■ EXCERPTED PASSAGE:
──────

Skip to content
This repository has been archived by the owner on Jan 9, 2019. It is now read-only.

[Hint] Deprecated, removed and/or old versions of APIs #10

Closed
molant opened this issue Sep 6, 2018 · 21 comments
Closed

[Hint] Deprecated, removed and/or old versions of APIs #10

molant opened this issue Sep 6, 2018 · 21 comments
Assignees
Milestone

Comments

@molant
Copy link
Member

molant commented Sep 6, 2018

Original reported by @alrra in webhintio/hint#30

@molant

@dstorey had a good idea earlier about this. We could use the WebIDL of the different versions of different browsers to track which APIs have been deprecated and removed. This should be more reliable than a manually curated list, should be more automatic (we just need to pull the new version each time), etc.
I won't be trivial but I think it is worth a shot.

@alrra

SGTM.

we just need to pull the new version each time

Note: We can (?) even use Travis CI to pull the data periodically and automatically commit any changes.

──────

Data entries
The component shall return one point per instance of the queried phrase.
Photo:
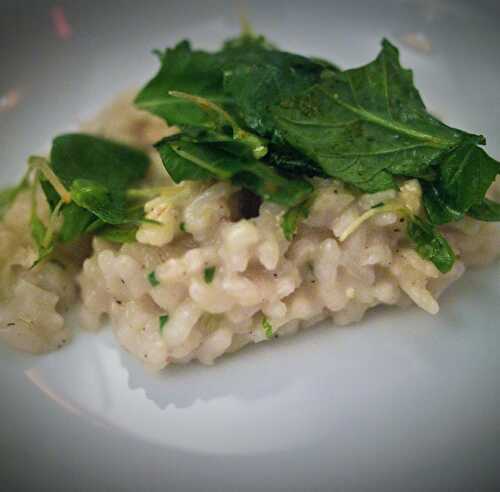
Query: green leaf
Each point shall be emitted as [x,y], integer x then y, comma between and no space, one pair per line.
[80,156]
[465,176]
[222,120]
[118,234]
[9,194]
[267,327]
[188,161]
[154,282]
[109,206]
[487,211]
[438,211]
[292,218]
[259,80]
[292,162]
[430,244]
[365,125]
[193,72]
[209,274]
[76,222]
[163,321]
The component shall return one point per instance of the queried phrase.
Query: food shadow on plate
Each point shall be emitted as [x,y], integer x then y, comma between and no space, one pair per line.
[279,363]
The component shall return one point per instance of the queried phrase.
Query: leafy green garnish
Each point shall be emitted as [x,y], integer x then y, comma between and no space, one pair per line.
[185,160]
[153,280]
[438,211]
[268,328]
[9,194]
[259,80]
[189,71]
[465,176]
[292,218]
[77,156]
[430,244]
[118,234]
[366,125]
[209,274]
[163,321]
[487,210]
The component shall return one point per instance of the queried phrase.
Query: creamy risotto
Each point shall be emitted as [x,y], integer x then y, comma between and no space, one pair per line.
[214,279]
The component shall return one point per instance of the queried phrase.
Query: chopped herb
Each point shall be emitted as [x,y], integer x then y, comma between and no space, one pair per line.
[153,280]
[268,327]
[163,321]
[295,215]
[431,245]
[209,274]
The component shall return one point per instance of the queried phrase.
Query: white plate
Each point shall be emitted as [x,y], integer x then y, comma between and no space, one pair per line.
[402,401]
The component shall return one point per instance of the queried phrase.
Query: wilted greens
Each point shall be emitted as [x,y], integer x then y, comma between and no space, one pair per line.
[268,121]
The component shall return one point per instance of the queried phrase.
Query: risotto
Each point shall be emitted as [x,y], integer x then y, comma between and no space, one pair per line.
[209,269]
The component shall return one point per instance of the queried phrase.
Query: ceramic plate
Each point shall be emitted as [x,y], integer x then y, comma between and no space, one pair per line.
[402,401]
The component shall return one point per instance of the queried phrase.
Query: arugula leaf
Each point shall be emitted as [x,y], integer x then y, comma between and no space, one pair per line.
[209,274]
[221,120]
[188,161]
[193,72]
[430,244]
[292,218]
[108,205]
[487,210]
[152,279]
[257,81]
[9,194]
[367,124]
[267,327]
[97,172]
[465,176]
[76,223]
[293,162]
[438,211]
[163,320]
[111,164]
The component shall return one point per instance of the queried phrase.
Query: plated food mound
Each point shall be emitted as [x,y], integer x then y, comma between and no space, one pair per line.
[238,197]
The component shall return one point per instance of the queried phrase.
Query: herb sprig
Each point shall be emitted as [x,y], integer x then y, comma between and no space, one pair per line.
[367,127]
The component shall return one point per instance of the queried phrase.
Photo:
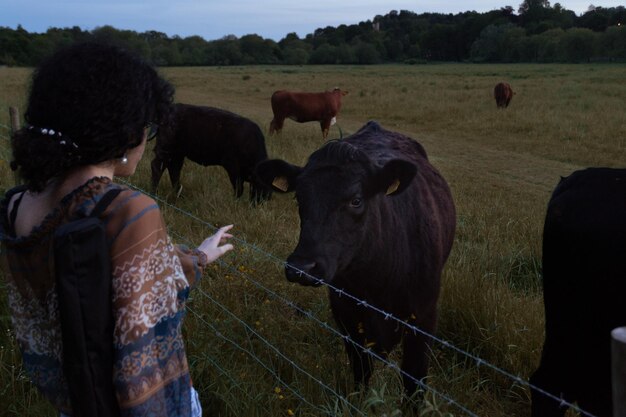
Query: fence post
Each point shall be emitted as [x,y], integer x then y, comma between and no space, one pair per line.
[15,118]
[618,366]
[15,125]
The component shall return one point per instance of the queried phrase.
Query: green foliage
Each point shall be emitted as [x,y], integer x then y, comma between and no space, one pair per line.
[494,36]
[501,166]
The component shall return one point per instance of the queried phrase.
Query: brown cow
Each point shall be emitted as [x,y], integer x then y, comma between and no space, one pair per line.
[503,94]
[306,107]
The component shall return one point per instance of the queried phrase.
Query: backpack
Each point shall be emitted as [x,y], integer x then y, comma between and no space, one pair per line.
[83,272]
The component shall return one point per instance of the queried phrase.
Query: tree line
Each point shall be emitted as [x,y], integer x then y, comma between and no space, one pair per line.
[536,32]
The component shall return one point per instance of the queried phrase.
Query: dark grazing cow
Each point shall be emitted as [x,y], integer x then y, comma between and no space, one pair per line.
[584,282]
[210,136]
[306,107]
[503,93]
[376,220]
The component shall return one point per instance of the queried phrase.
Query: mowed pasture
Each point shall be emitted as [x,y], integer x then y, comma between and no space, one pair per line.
[261,346]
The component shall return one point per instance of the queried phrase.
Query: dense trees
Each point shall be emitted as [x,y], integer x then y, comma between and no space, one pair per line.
[537,32]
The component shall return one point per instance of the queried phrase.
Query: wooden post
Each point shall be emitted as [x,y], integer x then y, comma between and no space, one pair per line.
[15,118]
[618,366]
[15,125]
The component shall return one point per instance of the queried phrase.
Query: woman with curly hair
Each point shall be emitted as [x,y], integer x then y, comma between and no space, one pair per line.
[92,107]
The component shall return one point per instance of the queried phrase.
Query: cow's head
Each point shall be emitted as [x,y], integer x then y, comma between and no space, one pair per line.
[341,196]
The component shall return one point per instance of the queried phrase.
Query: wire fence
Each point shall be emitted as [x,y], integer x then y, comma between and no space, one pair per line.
[387,316]
[5,132]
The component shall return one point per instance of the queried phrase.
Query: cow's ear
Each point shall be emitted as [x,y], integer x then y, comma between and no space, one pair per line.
[394,177]
[278,174]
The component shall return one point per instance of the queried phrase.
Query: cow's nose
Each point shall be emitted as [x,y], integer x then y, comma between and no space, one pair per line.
[301,273]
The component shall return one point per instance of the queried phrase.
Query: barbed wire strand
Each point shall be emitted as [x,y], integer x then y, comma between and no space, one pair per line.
[479,361]
[331,329]
[248,327]
[307,313]
[218,333]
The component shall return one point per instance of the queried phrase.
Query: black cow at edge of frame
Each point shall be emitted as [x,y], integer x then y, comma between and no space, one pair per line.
[377,221]
[211,136]
[584,290]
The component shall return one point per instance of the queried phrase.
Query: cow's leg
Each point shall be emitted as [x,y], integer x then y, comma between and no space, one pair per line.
[259,192]
[276,125]
[235,176]
[174,168]
[325,125]
[415,350]
[362,363]
[352,326]
[157,166]
[551,377]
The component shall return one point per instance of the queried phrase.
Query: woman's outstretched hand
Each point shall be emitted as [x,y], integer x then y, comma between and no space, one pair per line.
[211,245]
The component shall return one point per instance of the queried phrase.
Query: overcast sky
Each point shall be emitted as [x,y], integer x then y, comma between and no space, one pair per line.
[213,19]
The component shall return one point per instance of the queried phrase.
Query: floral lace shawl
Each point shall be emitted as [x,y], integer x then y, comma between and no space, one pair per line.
[151,279]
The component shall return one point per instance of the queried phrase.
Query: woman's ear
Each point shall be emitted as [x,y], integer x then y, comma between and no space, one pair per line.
[394,177]
[278,174]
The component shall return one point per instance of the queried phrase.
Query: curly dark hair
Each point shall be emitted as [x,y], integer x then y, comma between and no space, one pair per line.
[88,103]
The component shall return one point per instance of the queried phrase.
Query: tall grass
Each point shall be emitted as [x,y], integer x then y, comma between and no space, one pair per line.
[254,354]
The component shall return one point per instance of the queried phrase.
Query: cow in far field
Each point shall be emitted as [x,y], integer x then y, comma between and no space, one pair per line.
[503,93]
[211,136]
[584,285]
[377,222]
[306,107]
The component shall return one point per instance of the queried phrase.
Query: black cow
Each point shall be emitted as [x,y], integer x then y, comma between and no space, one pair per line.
[584,282]
[377,221]
[210,136]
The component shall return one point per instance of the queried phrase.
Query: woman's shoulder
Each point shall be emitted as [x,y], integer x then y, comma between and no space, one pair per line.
[131,205]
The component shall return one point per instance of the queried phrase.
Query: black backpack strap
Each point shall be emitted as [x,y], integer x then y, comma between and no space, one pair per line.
[13,214]
[104,202]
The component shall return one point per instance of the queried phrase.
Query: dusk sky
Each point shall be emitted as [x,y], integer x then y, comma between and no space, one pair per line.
[213,19]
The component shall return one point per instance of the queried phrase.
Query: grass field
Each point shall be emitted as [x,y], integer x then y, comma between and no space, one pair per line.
[254,352]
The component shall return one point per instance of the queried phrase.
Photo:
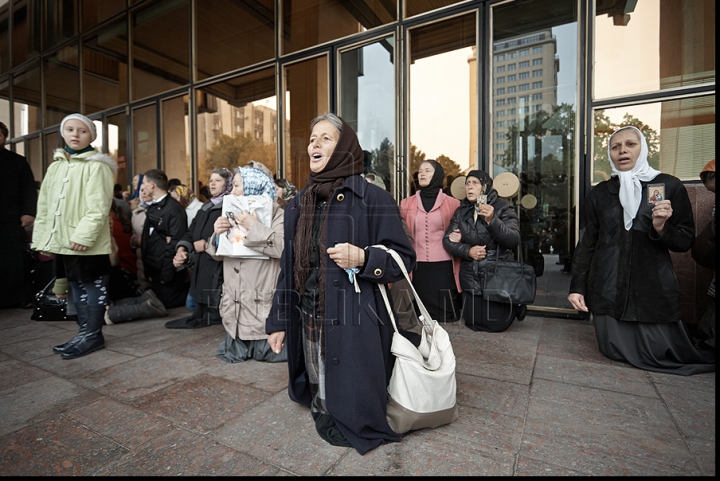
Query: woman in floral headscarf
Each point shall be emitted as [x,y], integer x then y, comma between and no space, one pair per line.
[622,271]
[192,251]
[249,283]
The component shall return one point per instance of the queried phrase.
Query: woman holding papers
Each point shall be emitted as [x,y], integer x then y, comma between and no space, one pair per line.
[249,281]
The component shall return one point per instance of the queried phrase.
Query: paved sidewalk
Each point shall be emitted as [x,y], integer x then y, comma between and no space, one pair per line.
[536,400]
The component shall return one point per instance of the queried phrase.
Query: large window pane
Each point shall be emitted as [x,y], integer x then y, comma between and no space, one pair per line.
[533,110]
[680,135]
[117,147]
[62,91]
[176,139]
[105,70]
[307,23]
[160,47]
[658,44]
[26,30]
[224,44]
[442,95]
[367,93]
[144,139]
[306,96]
[26,87]
[97,11]
[61,18]
[237,123]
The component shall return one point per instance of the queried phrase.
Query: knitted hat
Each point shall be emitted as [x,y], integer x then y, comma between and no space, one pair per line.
[90,124]
[256,182]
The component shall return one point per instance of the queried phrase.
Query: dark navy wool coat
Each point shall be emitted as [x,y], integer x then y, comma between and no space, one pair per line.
[358,363]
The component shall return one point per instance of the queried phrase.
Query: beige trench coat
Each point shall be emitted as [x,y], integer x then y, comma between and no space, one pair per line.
[249,284]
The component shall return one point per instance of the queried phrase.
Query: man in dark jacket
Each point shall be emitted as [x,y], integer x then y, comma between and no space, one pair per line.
[18,202]
[165,225]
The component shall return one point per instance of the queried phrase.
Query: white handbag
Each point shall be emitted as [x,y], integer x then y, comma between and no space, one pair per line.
[422,388]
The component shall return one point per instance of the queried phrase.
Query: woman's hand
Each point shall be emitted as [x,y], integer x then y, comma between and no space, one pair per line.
[478,252]
[577,301]
[487,211]
[200,245]
[246,219]
[347,255]
[180,257]
[221,225]
[661,213]
[276,341]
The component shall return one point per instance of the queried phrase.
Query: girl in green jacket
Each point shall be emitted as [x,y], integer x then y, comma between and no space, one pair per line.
[72,223]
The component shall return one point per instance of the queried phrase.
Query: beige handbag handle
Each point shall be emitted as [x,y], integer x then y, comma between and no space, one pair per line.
[424,314]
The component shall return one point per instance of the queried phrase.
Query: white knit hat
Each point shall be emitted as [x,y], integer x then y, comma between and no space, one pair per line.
[83,119]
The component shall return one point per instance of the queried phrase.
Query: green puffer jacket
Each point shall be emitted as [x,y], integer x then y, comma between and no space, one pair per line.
[74,204]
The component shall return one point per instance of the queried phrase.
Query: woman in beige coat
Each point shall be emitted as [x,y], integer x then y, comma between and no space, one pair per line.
[249,283]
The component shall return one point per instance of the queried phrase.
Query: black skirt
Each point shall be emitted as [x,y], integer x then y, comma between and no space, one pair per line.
[82,268]
[660,347]
[435,284]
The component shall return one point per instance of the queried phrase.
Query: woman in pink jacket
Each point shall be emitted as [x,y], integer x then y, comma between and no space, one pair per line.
[427,214]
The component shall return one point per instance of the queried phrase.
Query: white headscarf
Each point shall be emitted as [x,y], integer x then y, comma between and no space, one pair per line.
[630,188]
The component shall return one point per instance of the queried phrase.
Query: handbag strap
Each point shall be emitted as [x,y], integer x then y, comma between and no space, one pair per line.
[424,314]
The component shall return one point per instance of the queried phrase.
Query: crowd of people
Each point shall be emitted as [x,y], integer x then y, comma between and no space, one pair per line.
[309,297]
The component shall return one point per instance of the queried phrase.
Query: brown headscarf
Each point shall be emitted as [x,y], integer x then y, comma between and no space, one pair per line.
[347,159]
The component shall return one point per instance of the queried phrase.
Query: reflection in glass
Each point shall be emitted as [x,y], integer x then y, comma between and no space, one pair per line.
[442,95]
[223,44]
[367,92]
[144,139]
[305,86]
[415,7]
[4,37]
[681,32]
[62,93]
[117,147]
[160,47]
[307,23]
[680,135]
[237,123]
[27,17]
[60,21]
[533,111]
[176,139]
[105,78]
[97,11]
[26,88]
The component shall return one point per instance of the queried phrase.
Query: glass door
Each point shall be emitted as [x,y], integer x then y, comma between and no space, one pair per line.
[533,111]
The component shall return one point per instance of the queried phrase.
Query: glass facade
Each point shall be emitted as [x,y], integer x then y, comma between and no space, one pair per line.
[525,88]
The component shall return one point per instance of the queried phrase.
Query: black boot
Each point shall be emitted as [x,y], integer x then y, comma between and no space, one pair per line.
[129,312]
[93,338]
[82,320]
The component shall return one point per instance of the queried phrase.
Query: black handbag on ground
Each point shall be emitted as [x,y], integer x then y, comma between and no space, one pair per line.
[509,281]
[47,307]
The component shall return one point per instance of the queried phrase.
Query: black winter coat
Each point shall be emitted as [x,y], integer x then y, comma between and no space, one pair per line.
[502,233]
[629,275]
[165,219]
[206,272]
[358,360]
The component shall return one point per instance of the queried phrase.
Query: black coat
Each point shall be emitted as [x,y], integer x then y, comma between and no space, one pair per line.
[502,233]
[629,275]
[165,219]
[358,360]
[206,271]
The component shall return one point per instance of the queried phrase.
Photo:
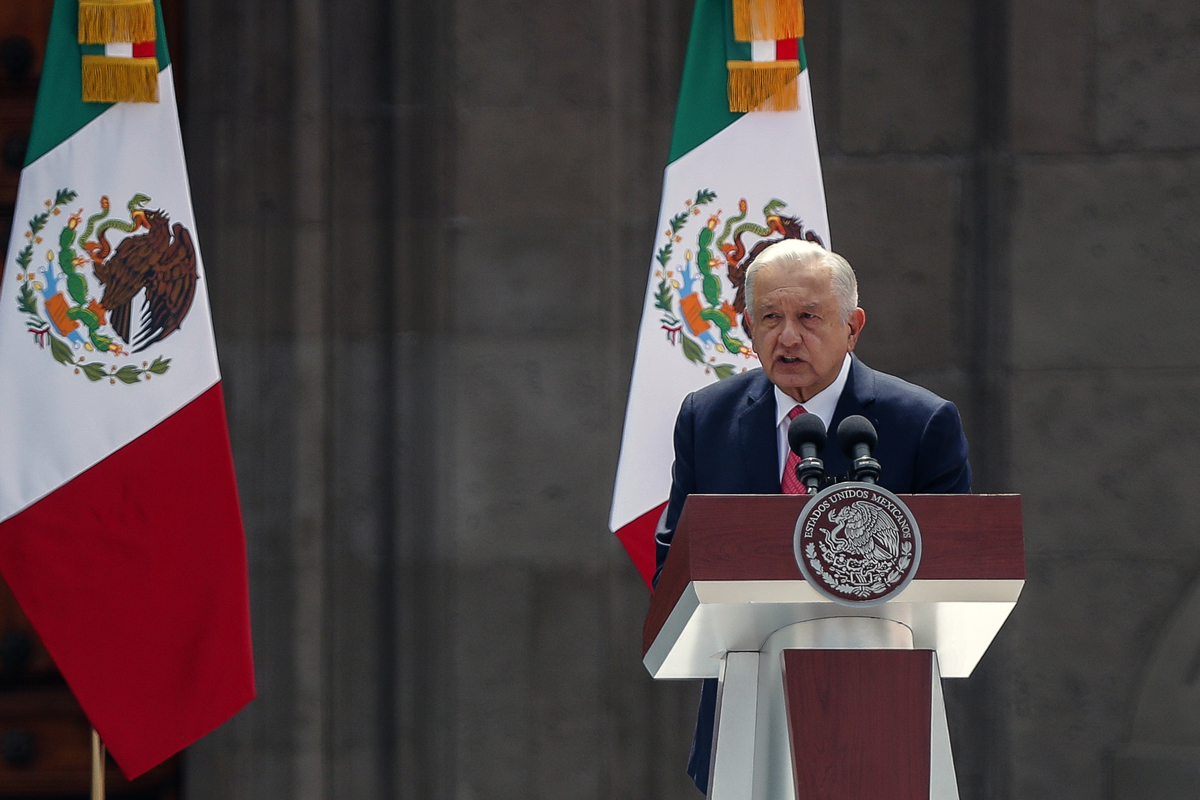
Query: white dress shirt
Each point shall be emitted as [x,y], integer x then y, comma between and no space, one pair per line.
[823,404]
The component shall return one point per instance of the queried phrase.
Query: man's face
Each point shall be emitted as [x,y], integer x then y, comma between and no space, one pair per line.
[797,328]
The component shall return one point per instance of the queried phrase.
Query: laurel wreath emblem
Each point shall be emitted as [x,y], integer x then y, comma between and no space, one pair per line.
[59,318]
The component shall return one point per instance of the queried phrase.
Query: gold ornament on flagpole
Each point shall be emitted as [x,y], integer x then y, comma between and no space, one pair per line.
[114,79]
[767,19]
[763,85]
[102,22]
[119,80]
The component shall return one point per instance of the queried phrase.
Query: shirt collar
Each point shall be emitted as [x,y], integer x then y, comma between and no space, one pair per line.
[823,403]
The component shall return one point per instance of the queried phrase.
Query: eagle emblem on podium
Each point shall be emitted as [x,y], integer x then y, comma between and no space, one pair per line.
[857,543]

──────

■ TASKS:
**1)** Please extract the part of the deprecated-APIs issue thread between "Original reported by" and "commit any changes.", inclusive.
**2)** Continue the deprecated-APIs issue thread from its last line.

■ RESULTS OF THE EXERCISE:
**1)**
Original reported by @alrra in webhintio/hint#30

@molant

@dstorey had a good idea earlier about this. We could use the WebIDL of the different versions of different browsers to track which APIs have been deprecated and removed. This should be more reliable than a manually curated list, should be more automatic (we just need to pull the new version each time), etc.
I won't be trivial but I think it is worth a shot.

@alrra

SGTM.

we just need to pull the new version each time

Note: We can (?) even use Travis CI to pull the data periodically and automatically commit any changes.

**2)**
@dstorey

The Edge WebIDL files have "extended" (browser specific), "deprecated" (deprecated from the spec) and "interop" (included for interop reasons). Older versions just have the "msDeprecated" tag I think.

I'll need to look into the other browsers to see how they mark things.

For Firefox they're all in one directory like Edge: https://dxr.mozilla.org/mozilla-central/source/dom/webidl
Chrome and Firefox mix theirs in with their implementation such as http://trac.webkit.org/browser/webkit/releases/Apple/Safari%20Technology%20Preview%2028/WebCore/html and https://chromium.googlesource.com/chromium/blink/+/master/Source/core/html

@dstorey

Firefox splits out their deprecated members in their own partial interface like we're doing with Edge, but I don't see a tag so you'll probably need to recognize the URL comment above the partial to know they're deprecated. Chrome doesn't split them out but does have a comment saying obsolete or such. Hopefully those comments are consistent enough to check. In Safari there all mixed together so probably can't pick up any info.

When a feature is dropped, like webkitDropzone, it is removed from the webidl file, so you'll need to keep track of that.

DOM IDL attributes that match the equivalent html attributes are tagged with [Reflect] in most browsers, so should be able to use that to detect html attribute support, I'm not sure about attributes that have different names in HTML vs the IDL interface attribute.

@alrra

@dstorey We had a discussion about this the other day, can you provide more details here? Thanks!

@dstorey

I'm putting together more details on what could be done here.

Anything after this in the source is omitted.